SHORT EXERCISE:
Turn the listing below into a Markdown table with the columns "Row" and "Text", giving each line its own numbered row. Skip blank lines and leave the pictures out.
** Begin RAW RECORDS **
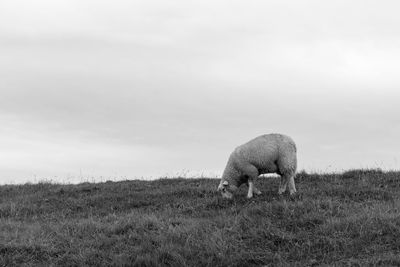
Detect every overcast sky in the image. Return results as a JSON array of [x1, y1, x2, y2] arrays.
[[0, 0, 400, 183]]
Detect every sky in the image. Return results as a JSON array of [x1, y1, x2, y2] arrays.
[[0, 0, 400, 184]]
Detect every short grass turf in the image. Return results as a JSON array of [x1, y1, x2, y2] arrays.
[[0, 170, 400, 266]]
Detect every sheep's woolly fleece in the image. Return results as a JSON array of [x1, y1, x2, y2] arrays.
[[221, 134, 297, 199]]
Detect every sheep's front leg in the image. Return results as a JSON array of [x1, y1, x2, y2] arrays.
[[247, 180, 254, 198], [278, 175, 290, 195]]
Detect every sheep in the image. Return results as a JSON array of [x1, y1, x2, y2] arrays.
[[217, 134, 297, 199]]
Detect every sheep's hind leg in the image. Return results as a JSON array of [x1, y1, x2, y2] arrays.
[[278, 175, 290, 195], [247, 179, 254, 198], [253, 185, 261, 195]]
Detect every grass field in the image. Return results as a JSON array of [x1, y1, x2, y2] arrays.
[[0, 170, 400, 266]]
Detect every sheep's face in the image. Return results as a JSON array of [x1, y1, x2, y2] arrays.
[[218, 181, 237, 199]]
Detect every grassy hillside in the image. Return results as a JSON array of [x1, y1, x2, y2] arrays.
[[0, 170, 400, 266]]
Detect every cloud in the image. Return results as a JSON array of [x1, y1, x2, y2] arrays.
[[0, 0, 400, 182]]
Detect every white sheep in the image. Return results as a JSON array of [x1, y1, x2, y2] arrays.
[[218, 134, 297, 198]]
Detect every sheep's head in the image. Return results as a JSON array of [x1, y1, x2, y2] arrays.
[[217, 180, 237, 199]]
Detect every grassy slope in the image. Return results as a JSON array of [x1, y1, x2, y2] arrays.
[[0, 171, 400, 266]]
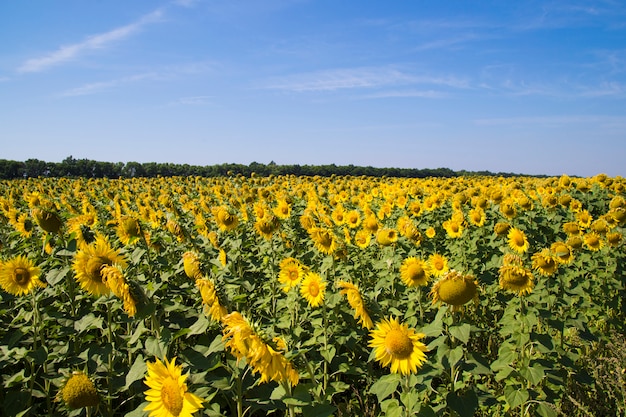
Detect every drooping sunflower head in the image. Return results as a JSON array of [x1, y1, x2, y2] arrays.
[[57, 371, 100, 410], [550, 241, 574, 264], [300, 272, 326, 307], [583, 232, 604, 252], [144, 358, 204, 417], [369, 317, 428, 375], [31, 207, 63, 233], [278, 258, 304, 292], [430, 269, 478, 310], [376, 227, 398, 246], [498, 265, 535, 295], [428, 253, 449, 277], [0, 255, 46, 296], [532, 248, 559, 276], [183, 251, 202, 279], [116, 216, 141, 245], [507, 227, 528, 253], [400, 256, 430, 287], [72, 236, 126, 296]]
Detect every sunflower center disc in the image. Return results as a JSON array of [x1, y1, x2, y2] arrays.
[[15, 268, 30, 285], [385, 329, 413, 359], [161, 378, 183, 416]]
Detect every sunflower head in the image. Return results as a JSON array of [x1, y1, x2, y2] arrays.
[[300, 272, 326, 307], [369, 317, 428, 375], [0, 255, 46, 296], [144, 358, 204, 417], [430, 269, 478, 310], [31, 207, 63, 233], [499, 265, 535, 295], [57, 371, 100, 410]]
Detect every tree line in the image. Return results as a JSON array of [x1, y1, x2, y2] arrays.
[[0, 156, 515, 179]]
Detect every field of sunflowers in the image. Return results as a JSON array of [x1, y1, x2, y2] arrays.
[[0, 171, 626, 417]]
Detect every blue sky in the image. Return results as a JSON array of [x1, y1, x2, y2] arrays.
[[0, 0, 626, 176]]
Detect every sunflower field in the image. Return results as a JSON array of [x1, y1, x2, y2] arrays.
[[0, 175, 626, 417]]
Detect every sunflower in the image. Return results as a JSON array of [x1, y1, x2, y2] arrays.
[[532, 248, 559, 276], [606, 232, 624, 248], [550, 242, 574, 264], [345, 210, 361, 229], [115, 216, 141, 245], [300, 272, 326, 307], [278, 258, 304, 292], [468, 207, 487, 227], [212, 206, 239, 232], [376, 227, 398, 246], [369, 317, 428, 375], [354, 229, 372, 249], [400, 256, 430, 287], [183, 251, 202, 279], [31, 207, 63, 233], [0, 255, 46, 296], [583, 232, 604, 252], [337, 281, 374, 330], [72, 236, 126, 296], [143, 358, 204, 417], [57, 371, 100, 410], [498, 264, 535, 295], [443, 219, 463, 238], [428, 253, 448, 277], [430, 269, 478, 310], [507, 227, 528, 253], [309, 227, 337, 255]]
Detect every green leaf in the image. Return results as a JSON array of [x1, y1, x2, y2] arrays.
[[74, 313, 104, 333], [519, 363, 546, 385], [448, 323, 471, 344], [448, 346, 465, 368], [302, 403, 337, 417], [187, 314, 209, 337], [320, 345, 337, 363], [446, 389, 478, 417], [504, 385, 529, 408], [370, 374, 400, 402], [536, 403, 558, 417], [124, 353, 148, 389]]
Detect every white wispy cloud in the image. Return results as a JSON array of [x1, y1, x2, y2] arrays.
[[264, 67, 468, 92], [474, 115, 626, 128], [58, 73, 162, 97], [17, 9, 163, 72]]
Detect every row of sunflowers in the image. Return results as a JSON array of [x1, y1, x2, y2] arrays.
[[0, 171, 626, 417]]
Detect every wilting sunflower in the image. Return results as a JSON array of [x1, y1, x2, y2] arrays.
[[498, 263, 535, 295], [278, 258, 304, 292], [0, 255, 46, 296], [354, 229, 372, 249], [507, 227, 528, 253], [300, 272, 326, 307], [72, 236, 126, 296], [115, 216, 141, 245], [532, 248, 559, 276], [376, 227, 398, 246], [400, 256, 430, 287], [550, 242, 574, 264], [428, 253, 448, 277], [56, 371, 100, 410], [369, 317, 428, 375], [430, 269, 478, 310], [337, 281, 374, 330], [183, 251, 202, 279], [309, 227, 337, 255], [143, 358, 204, 417], [583, 232, 604, 252]]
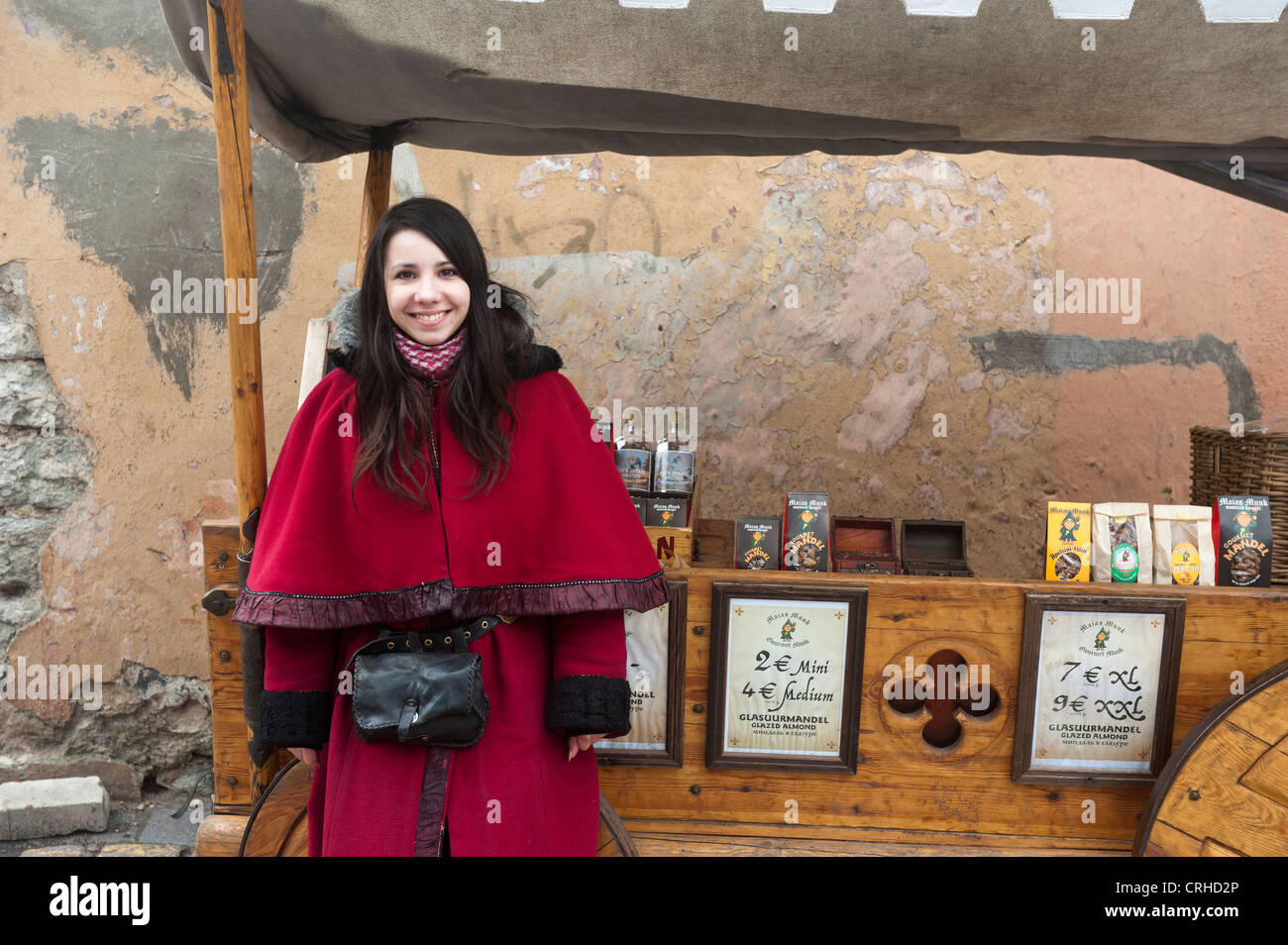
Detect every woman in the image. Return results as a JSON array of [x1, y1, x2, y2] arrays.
[[233, 198, 669, 856]]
** End RAW RECORDS **
ANSWER FOR THE TASK:
| Row | Text |
|---|---|
| 1 | Detect every overcast sky in the image. Return results as a JSON array of [x1, y1, x2, y2] arrays. |
| 2 | [[0, 0, 400, 183]] |
| 3 | Detect every sky in the image. Return results as a JSON array of [x1, y1, x2, y2] arrays. |
| 4 | [[0, 0, 400, 184]] |
| 5 | Detect every short grass turf in the image. Return results as a JSON array of [x1, y1, x2, y2] arrays. |
| 6 | [[0, 170, 400, 266]] |
| 7 | Detect every sheep's woolly fleece in the image. Return results as a JSON array of [x1, y1, x2, y2] arrays. |
| 8 | [[221, 134, 297, 199]] |
| 9 | Detect every sheep's front leg in the image. Return results as a JSON array of [x1, y1, x2, y2] arrays. |
| 10 | [[247, 180, 254, 198], [278, 175, 290, 195]] |
| 11 | Detect every sheep in the image. Return results as a JSON array of [x1, y1, x2, y2] arrays. |
| 12 | [[217, 134, 297, 199]] |
| 13 | Detect every sheep's hind leg in the image. Return results as a JSON array of [x1, y1, x2, y2] arrays. |
| 14 | [[278, 175, 290, 195], [247, 179, 254, 198], [253, 185, 261, 195]] |
| 15 | Detect every grass field in the image. Return results as a JSON array of [x1, y1, x2, y2] arrays. |
| 16 | [[0, 170, 400, 266]] |
| 17 | Detect every sheep's face in the image. Return results as a JSON array of [x1, y1, x2, y2] arrays. |
| 18 | [[218, 181, 237, 199]] |
| 19 | Detect every grassy hillside in the image. Return results as a JSON array of [x1, y1, x2, y2] arrays. |
| 20 | [[0, 170, 400, 266]] |
| 21 | Detect every cloud in the image. Return results as a JSON array of [x1, y1, x2, y2] arrays. |
| 22 | [[0, 0, 400, 182]] |
| 23 | Detect every white sheep in the image. Return results as a JSON array of [x1, y1, x2, y2] arrays. |
| 24 | [[218, 134, 297, 198]] |
| 25 | Detect every sheep's head in the image. Return results as a JSON array of [x1, y1, x2, y2] arrays. |
| 26 | [[217, 180, 237, 199]] |
| 27 | Detect every grassy slope in the image. Return results as a JSON array of [x1, y1, x2, y2] arrays. |
| 28 | [[0, 171, 400, 266]] |
| 29 | Detect every drooping sunflower head in the image. Return results as a JSON array of [x1, y1, x2, y2] arrays. |
| 30 | [[57, 371, 100, 410], [550, 241, 574, 264], [300, 272, 326, 307], [583, 232, 604, 252], [144, 358, 204, 417], [369, 317, 428, 375], [31, 207, 63, 233], [278, 258, 304, 292], [430, 269, 478, 310], [376, 227, 398, 246], [498, 265, 535, 295], [428, 253, 449, 277], [0, 255, 46, 296], [532, 248, 559, 276], [183, 251, 202, 279], [116, 216, 141, 245], [507, 227, 528, 253], [400, 256, 430, 287], [72, 236, 126, 296]] |
| 31 | Detect every sunflower center disc in the image. Return results as a JSON array of [x1, y1, x2, y2] arrays. |
| 32 | [[15, 268, 30, 285], [385, 329, 413, 359], [161, 378, 183, 416]] |
| 33 | Detect every sunflower head in the image. Return results as a JSON array of [x1, y1, x2, y2] arrays. |
| 34 | [[300, 272, 326, 307], [369, 317, 428, 375], [0, 255, 46, 296], [144, 358, 204, 417], [430, 269, 478, 310], [31, 207, 63, 233], [499, 265, 535, 295], [57, 371, 100, 410]] |
| 35 | Detect every tree line in the image. Return results as a JSON array of [x1, y1, x2, y2] arrays. |
| 36 | [[0, 156, 515, 179]] |
| 37 | Detect every field of sunflowers in the image. Return results as a JSON array of [x1, y1, x2, y2] arrays. |
| 38 | [[0, 171, 626, 417]] |
| 39 | Detect every blue sky in the image. Return results as a JSON array of [x1, y1, x2, y2] arrays. |
| 40 | [[0, 0, 626, 176]] |
| 41 | Detect every sunflower field in the image. Return results as a JSON array of [x1, y1, x2, y2] arrays. |
| 42 | [[0, 175, 626, 417]] |
| 43 | Detect every sunflower in the image. Return results as a JSON array of [x1, y1, x2, y2] arrays. |
| 44 | [[532, 248, 559, 276], [606, 232, 624, 248], [550, 242, 574, 264], [345, 210, 361, 229], [115, 216, 141, 245], [300, 272, 326, 307], [278, 258, 304, 292], [468, 207, 487, 227], [212, 206, 239, 232], [376, 227, 398, 246], [369, 317, 428, 375], [354, 229, 372, 249], [400, 256, 430, 287], [183, 251, 202, 279], [31, 207, 63, 233], [0, 255, 46, 296], [583, 232, 604, 252], [337, 281, 374, 330], [72, 236, 126, 296], [143, 358, 204, 417], [57, 371, 100, 410], [498, 264, 535, 295], [443, 219, 463, 238], [428, 253, 448, 277], [430, 269, 478, 310], [507, 227, 528, 253], [309, 227, 337, 255]] |
| 45 | Detect every green leaf in the image. Return results as a JSON array of [x1, y1, x2, y2] arrays. |
| 46 | [[74, 313, 104, 333], [519, 363, 546, 385], [448, 323, 471, 344], [448, 346, 465, 368], [302, 403, 337, 417], [187, 314, 209, 337], [320, 345, 337, 363], [446, 389, 478, 417], [504, 385, 529, 408], [370, 374, 400, 402], [536, 403, 558, 417], [124, 353, 148, 389]] |
| 47 | Detect every white wispy cloud in the image. Return results as a JSON array of [x1, y1, x2, y2] arrays. |
| 48 | [[264, 67, 468, 92], [474, 115, 626, 128], [58, 73, 162, 97], [17, 9, 163, 72]] |
| 49 | Detect every row of sunflowers in the image. Return results as a JSON array of [x1, y1, x2, y2] arrays. |
| 50 | [[0, 171, 626, 417]] |
| 51 | Detect every wilting sunflower in the image. Return results as a JSON array of [x1, y1, x2, y2] arrays. |
| 52 | [[498, 263, 535, 295], [278, 258, 304, 292], [0, 255, 46, 296], [354, 229, 372, 249], [507, 227, 528, 253], [300, 272, 326, 307], [72, 236, 126, 296], [115, 216, 141, 245], [532, 248, 559, 276], [376, 227, 398, 246], [400, 256, 430, 287], [550, 242, 574, 264], [428, 253, 448, 277], [56, 371, 100, 410], [369, 317, 428, 375], [430, 269, 478, 310], [337, 281, 374, 330], [183, 251, 202, 279], [309, 227, 337, 255], [143, 358, 204, 417], [583, 232, 604, 252]] |
| 53 | Detect every woman in the image. Return results as a JSON array of [x1, y1, x2, y2] arrays. |
| 54 | [[233, 198, 669, 856]] |